Segmentation dataset rows:
━━━━━━━━━━

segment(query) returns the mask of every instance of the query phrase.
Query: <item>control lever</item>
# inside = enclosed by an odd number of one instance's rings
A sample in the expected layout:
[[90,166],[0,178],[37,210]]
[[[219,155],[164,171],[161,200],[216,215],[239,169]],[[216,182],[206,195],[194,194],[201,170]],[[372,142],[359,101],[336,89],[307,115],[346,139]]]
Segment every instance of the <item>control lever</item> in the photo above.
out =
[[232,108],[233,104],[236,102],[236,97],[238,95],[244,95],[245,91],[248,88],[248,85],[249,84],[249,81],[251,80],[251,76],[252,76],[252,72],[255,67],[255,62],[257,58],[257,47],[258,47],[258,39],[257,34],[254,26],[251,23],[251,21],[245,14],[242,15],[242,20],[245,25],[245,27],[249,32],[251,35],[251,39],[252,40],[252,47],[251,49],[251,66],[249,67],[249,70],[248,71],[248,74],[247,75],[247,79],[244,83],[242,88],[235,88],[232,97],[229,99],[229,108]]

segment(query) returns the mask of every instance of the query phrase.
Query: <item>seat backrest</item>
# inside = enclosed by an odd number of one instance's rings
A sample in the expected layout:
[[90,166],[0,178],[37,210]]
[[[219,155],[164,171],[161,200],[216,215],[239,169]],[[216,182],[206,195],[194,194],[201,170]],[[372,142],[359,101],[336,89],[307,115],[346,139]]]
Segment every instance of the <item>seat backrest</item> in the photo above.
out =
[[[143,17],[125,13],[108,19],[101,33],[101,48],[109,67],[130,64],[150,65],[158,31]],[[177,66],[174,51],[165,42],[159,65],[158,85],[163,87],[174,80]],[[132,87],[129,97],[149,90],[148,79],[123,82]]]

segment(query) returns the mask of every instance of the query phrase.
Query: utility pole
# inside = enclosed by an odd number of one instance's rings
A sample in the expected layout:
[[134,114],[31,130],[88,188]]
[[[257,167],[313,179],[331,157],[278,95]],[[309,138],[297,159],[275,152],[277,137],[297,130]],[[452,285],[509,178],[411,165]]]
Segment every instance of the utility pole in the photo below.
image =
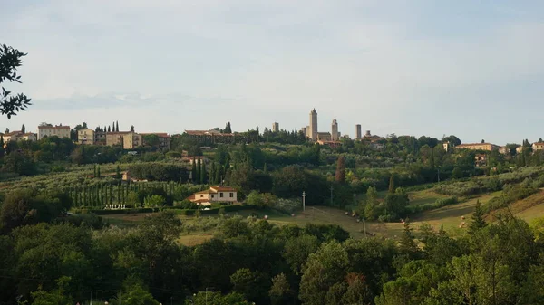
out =
[[302,212],[306,211],[306,192],[302,192]]

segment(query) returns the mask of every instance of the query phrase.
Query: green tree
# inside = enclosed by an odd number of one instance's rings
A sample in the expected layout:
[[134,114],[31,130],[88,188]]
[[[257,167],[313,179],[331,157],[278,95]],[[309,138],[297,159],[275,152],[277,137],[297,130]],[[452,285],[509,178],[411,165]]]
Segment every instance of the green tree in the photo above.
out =
[[166,200],[160,195],[152,195],[144,199],[145,207],[162,206],[164,204],[166,204]]
[[[17,75],[17,68],[23,64],[22,58],[25,53],[5,44],[0,45],[0,84],[5,81],[9,82],[21,82],[21,76]],[[7,119],[17,115],[19,111],[26,110],[32,103],[31,100],[23,93],[11,95],[11,91],[2,87],[0,93],[0,114],[6,115]]]
[[128,279],[123,283],[120,304],[123,305],[159,305],[140,280]]
[[378,191],[375,187],[369,186],[364,199],[364,217],[374,220],[378,216]]
[[471,223],[469,224],[468,232],[471,234],[475,234],[480,229],[484,228],[487,224],[483,219],[484,212],[481,208],[480,200],[476,200],[476,207],[471,216]]
[[389,177],[389,193],[394,193],[394,176],[393,175]]
[[63,286],[65,286],[71,278],[63,276],[57,280],[59,288],[51,291],[44,291],[41,289],[38,291],[32,292],[34,299],[33,305],[71,305],[73,300],[64,295]]
[[272,279],[272,287],[268,291],[272,305],[287,304],[294,297],[293,290],[284,273],[279,273]]
[[305,262],[308,256],[319,248],[317,237],[309,234],[302,234],[288,239],[286,242],[282,256],[291,266],[296,274],[300,274]]
[[300,280],[299,299],[306,304],[324,304],[326,293],[344,280],[349,264],[347,252],[341,243],[331,242],[310,254]]

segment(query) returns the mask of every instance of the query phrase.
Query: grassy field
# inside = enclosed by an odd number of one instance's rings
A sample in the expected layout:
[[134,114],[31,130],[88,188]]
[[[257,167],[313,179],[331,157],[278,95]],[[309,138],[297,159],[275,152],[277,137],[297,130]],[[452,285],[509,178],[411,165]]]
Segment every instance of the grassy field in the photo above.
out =
[[[480,200],[480,202],[484,205],[489,200],[496,195],[499,195],[500,194],[500,192],[485,194],[467,199],[457,205],[425,211],[420,214],[412,216],[410,223],[412,227],[416,229],[414,231],[416,235],[417,228],[423,223],[426,223],[432,225],[435,229],[439,229],[441,226],[443,226],[446,232],[448,232],[451,235],[455,236],[459,234],[461,230],[464,230],[459,226],[463,221],[465,223],[470,221],[471,214],[474,210],[477,200]],[[410,197],[411,205],[415,205],[434,203],[436,199],[447,196],[433,193],[431,190],[423,190],[411,193]],[[544,215],[544,191],[513,204],[510,208],[517,216],[525,219],[526,221],[530,221],[536,217]],[[358,223],[355,217],[352,217],[351,214],[346,215],[344,210],[328,206],[306,206],[306,210],[305,212],[299,211],[296,213],[294,216],[275,211],[257,210],[239,211],[229,215],[233,214],[238,214],[242,217],[253,215],[259,219],[262,219],[265,217],[265,215],[267,215],[271,224],[280,226],[289,224],[304,226],[310,223],[320,224],[338,224],[345,230],[348,231],[352,237],[356,239],[364,237],[365,229],[367,234],[375,234],[377,236],[389,238],[398,237],[403,231],[403,224],[400,221],[396,223],[385,224],[378,222]],[[105,215],[103,218],[108,221],[109,224],[113,225],[120,227],[131,227],[136,225],[138,222],[141,221],[146,215],[146,214],[119,214]],[[463,220],[462,217],[465,217],[465,219]],[[185,215],[180,215],[180,218],[185,223],[195,220],[192,216]],[[184,233],[180,237],[179,243],[186,245],[195,245],[209,240],[212,237],[213,231],[190,234]]]
[[450,196],[437,194],[432,189],[426,189],[420,192],[410,192],[408,193],[410,198],[409,206],[425,205],[434,204],[437,199],[448,198]]

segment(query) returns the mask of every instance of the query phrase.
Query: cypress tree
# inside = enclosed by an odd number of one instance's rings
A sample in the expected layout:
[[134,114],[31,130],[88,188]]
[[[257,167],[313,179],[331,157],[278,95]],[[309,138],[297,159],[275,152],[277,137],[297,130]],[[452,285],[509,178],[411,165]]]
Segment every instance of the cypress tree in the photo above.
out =
[[394,176],[393,175],[389,177],[389,193],[394,193]]
[[4,136],[0,135],[0,157],[4,157]]
[[192,169],[190,171],[190,177],[191,180],[193,182],[193,184],[197,184],[197,160],[195,160],[195,158],[193,157],[193,162],[192,162]]
[[201,185],[205,185],[206,184],[206,176],[208,175],[208,172],[206,171],[206,162],[202,162],[202,167],[200,167],[200,184]]
[[410,227],[408,219],[406,219],[404,222],[404,228],[403,229],[403,234],[401,236],[401,240],[399,241],[399,250],[401,253],[404,253],[410,257],[413,257],[419,252],[419,248],[413,241],[413,234],[412,234],[412,231],[413,231],[413,229]]
[[121,181],[117,185],[117,203],[121,204]]
[[217,164],[216,167],[217,167],[217,168],[216,168],[215,184],[221,185],[221,166]]
[[474,208],[474,212],[471,216],[471,224],[469,224],[469,234],[475,234],[478,230],[484,228],[487,224],[483,219],[483,209],[481,208],[481,204],[480,204],[480,200],[476,201],[476,207]]
[[197,161],[197,172],[195,174],[195,181],[197,182],[197,185],[199,184],[199,180],[201,179],[200,177],[200,172],[202,169],[202,164],[200,163],[200,157],[199,157],[199,160]]

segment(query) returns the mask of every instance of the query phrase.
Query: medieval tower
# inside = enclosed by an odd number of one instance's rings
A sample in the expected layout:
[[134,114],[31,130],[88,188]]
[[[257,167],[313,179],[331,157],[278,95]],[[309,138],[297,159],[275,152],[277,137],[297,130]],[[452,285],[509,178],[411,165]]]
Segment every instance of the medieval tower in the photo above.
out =
[[316,109],[310,112],[310,125],[308,127],[308,138],[313,141],[317,140],[317,112]]
[[338,122],[336,119],[333,119],[333,124],[331,125],[331,140],[338,140]]

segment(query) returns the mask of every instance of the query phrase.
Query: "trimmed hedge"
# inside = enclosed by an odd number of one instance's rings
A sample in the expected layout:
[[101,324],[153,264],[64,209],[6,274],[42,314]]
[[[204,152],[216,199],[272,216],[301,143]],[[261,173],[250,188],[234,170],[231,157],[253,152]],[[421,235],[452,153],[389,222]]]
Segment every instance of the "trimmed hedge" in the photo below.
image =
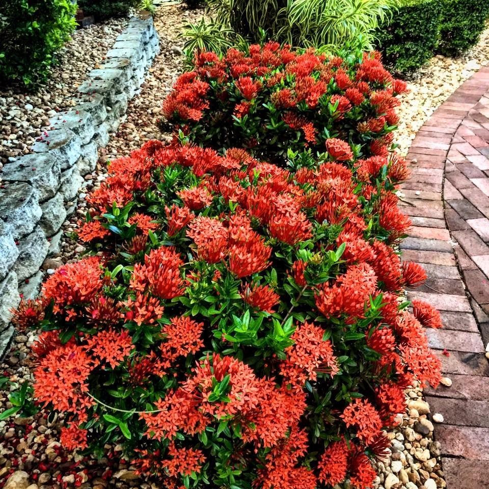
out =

━━━━━━━━━━

→ Given request
Report every line in the rows above that contains the string "hedge", copying each line in full. Matching is case-sensitive.

→ Task result
Query: "trimmed hedge"
Segment every instance of the "trimmed hedge" in the photo below.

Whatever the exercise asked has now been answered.